> [What to work on]: Could you say how many lines below contain the word "gray"? Give the number with no other text.

> [Data records]:
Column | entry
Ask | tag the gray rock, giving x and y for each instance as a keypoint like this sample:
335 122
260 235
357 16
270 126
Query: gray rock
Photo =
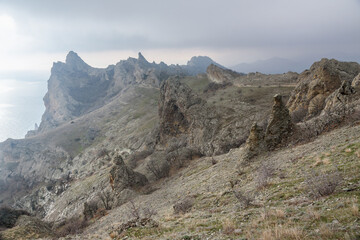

> [Answer area]: 2